* [ARBEITSAUFTRÄGE]
a - Was braucht gelingende Bildung laut dem Lesetext vor allem?
b - Gib aus dem Lesetext den Abschnitt zwischen „Du nennst es“ und „zu anderen Bereichen.“ wortgetreu wieder, beide Stellen eingeschlossen.

* [LESETEXT]

┌────────

Du nennst es "frei flottierendes Denken" aber für mich ist das nichts anderes, als die Zusammenhänge zu berücksichtigen. Auch bei den Flüchtlingen geht es letztlich um ein "das können wir uns nicht leisten". Auch wenn es durch die Gewalt und Moral-Argumentation ausgeschmückt wird ... das mit abstand stärkste Argument ist das (nicht vorhandene) Geld.
Und da sehe ich eben Parallelen zu anderen Bereichen.
Ganz davon ab, schau dir mal den Threadtitel genauer an ... seen?
- Nicht erkennen, dass in den Worten "Alles um der lieben Effizienz wegen, aber eben nicht der Effizienz von Bildung oder Sozialleistungen sondern nur der finanziellen Effizienz wegen..." objektiv, also durch die sprachliche Struktur und Konjunktion, eine Affirmation von Effizienz der Bildung steckt; wenn wohl auch wider die eigene Absicht, etwas anderes ausdrücken zu wollen. Die Krise steckt also darin, gar nicht mehr das ausdrücken zu können, was man eigentlich sagen will.
Effizienz im Bildungssystem definiere ich eben etwas anders. Das hat mit Geld nicht das geringste zu tun (da es sich bei Bildung um eine nicht quantisierbare Zukunftsivestition handelt, ist es mMn widersinnig hier finanzielle Maßstäbe anzulegen).
Ich gebe zu, das war etwas ungenau formuliert - ich halte es nicht für schlecht, auch im Bildungssystem eine Effizienz anzustreben, ich halte nur den gewählten Weg (Kosteneffizienz) für den denkbar schlechtesten. Geht es denn wirklich um das Gelingen von Bildungsprozessen? Wenn ja, warum verkürzt man dann die Schulzeit, obwohl doch seit Jahrhunderten klar ist (eigentlich seit Jahrtausenden), dass gelingende Bidung vor allem eines braucht: Zeit.

└────────

* [VORLIEGENDE EINTRÄGE]

┌────────

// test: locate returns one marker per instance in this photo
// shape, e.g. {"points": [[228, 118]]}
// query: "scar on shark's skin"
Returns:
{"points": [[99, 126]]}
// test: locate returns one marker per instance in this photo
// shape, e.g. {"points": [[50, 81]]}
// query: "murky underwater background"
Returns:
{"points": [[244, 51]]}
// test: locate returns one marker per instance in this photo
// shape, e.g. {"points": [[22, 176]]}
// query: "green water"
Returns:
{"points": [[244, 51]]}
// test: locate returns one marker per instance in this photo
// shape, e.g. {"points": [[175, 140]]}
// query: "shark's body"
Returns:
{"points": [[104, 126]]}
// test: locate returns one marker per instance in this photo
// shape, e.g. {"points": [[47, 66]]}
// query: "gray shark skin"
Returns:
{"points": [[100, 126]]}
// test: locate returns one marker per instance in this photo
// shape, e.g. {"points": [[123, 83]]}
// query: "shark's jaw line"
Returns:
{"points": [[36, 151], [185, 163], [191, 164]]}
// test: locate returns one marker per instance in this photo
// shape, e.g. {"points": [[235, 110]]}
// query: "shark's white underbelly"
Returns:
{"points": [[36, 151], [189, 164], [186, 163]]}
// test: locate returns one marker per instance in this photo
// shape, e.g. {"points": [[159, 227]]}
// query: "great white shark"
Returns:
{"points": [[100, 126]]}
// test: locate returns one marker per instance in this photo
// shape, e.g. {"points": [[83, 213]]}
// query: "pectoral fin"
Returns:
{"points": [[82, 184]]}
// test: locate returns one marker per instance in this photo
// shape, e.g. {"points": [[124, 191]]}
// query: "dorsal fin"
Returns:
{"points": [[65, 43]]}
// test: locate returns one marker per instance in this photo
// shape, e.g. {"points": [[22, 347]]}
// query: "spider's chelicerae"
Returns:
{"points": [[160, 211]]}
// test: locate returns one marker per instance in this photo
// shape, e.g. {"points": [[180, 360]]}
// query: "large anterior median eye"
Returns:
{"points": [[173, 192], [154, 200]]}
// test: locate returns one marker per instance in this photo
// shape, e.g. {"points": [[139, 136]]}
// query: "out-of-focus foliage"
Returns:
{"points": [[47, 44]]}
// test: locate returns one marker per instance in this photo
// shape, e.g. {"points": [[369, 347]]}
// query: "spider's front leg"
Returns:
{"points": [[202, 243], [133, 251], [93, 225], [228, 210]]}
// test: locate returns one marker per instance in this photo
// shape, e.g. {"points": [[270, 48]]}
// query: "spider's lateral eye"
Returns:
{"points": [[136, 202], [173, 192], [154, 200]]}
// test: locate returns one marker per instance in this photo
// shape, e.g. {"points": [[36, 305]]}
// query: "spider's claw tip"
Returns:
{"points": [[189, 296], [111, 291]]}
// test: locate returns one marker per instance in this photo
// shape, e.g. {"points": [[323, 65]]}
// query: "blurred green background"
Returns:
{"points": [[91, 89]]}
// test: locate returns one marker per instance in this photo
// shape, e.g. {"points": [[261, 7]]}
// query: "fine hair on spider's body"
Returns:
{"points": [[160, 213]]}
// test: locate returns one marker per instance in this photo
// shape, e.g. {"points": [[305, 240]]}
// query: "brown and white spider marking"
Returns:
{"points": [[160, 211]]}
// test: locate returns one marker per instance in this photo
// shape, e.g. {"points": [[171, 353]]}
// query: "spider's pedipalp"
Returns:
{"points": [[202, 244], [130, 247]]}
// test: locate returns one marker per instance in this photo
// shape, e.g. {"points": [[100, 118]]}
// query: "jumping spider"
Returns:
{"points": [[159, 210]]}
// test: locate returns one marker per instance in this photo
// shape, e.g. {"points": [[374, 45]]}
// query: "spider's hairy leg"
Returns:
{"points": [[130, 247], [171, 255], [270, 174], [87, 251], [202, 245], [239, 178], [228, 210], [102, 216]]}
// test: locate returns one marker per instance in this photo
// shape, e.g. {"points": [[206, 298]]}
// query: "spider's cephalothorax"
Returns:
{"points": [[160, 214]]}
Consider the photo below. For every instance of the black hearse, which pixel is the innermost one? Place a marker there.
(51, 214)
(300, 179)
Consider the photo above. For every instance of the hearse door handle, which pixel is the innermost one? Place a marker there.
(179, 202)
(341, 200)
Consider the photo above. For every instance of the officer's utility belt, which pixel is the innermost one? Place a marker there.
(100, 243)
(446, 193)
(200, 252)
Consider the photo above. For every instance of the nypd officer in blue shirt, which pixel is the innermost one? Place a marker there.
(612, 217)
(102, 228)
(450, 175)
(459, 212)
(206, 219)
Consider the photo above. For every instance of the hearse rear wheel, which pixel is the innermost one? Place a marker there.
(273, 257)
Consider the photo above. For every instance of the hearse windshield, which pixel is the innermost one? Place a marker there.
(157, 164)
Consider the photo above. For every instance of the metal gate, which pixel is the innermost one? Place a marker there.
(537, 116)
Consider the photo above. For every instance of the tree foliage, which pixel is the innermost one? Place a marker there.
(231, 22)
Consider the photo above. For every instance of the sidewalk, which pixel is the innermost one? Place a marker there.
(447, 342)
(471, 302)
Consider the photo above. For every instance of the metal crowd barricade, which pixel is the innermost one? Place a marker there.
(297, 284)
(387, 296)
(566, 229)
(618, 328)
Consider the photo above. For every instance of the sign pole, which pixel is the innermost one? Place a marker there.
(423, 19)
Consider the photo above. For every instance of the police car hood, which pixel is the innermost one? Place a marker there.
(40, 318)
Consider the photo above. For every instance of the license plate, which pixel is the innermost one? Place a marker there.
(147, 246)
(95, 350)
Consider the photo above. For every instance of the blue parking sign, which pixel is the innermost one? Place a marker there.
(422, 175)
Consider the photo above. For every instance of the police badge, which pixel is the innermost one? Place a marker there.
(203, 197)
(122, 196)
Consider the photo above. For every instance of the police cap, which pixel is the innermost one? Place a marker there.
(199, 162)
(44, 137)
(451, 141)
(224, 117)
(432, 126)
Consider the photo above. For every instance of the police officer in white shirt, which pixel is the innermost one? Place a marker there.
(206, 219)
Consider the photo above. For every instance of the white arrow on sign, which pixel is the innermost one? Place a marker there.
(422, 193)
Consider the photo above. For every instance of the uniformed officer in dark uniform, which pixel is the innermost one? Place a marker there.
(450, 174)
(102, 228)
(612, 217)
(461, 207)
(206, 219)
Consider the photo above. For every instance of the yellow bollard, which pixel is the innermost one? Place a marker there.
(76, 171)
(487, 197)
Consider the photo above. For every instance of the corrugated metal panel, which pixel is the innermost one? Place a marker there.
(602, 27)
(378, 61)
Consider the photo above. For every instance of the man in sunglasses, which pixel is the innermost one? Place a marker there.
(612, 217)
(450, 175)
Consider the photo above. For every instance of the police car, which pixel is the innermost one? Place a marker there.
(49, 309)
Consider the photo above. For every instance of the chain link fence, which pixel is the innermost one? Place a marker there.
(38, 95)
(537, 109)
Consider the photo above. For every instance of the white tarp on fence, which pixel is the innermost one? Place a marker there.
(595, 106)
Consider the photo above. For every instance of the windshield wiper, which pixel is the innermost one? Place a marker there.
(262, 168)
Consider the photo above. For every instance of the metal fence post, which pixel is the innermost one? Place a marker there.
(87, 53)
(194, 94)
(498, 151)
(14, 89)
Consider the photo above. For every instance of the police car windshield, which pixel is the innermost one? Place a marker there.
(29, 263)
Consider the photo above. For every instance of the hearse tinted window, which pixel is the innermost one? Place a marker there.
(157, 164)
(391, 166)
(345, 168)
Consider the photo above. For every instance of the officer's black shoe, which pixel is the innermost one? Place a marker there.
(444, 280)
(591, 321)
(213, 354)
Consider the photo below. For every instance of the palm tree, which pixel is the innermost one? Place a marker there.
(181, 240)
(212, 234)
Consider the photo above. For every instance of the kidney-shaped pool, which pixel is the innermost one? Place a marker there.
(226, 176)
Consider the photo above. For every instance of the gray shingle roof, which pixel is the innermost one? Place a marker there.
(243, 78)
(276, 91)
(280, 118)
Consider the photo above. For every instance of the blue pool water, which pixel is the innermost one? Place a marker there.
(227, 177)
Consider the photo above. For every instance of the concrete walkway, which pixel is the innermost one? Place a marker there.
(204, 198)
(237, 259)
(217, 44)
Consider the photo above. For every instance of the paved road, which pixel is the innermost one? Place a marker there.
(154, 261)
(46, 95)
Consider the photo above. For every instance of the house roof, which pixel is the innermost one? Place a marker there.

└────────

* [LÖSUNGEN JE AUFGABE]
a - Zeit.

b -
Du nennst es "frei flottierendes Denken" aber für mich ist das nichts anderes, als die Zusammenhänge zu berücksichtigen. Auch bei den Flüchtlingen geht es letztlich um ein "das können wir uns nicht leisten". Auch wenn es durch die Gewalt und Moral-Argumentation ausgeschmückt wird ... das mit abstand stärkste Argument ist das (nicht vorhandene) Geld.
Und da sehe ich eben Parallelen zu anderen Bereichen.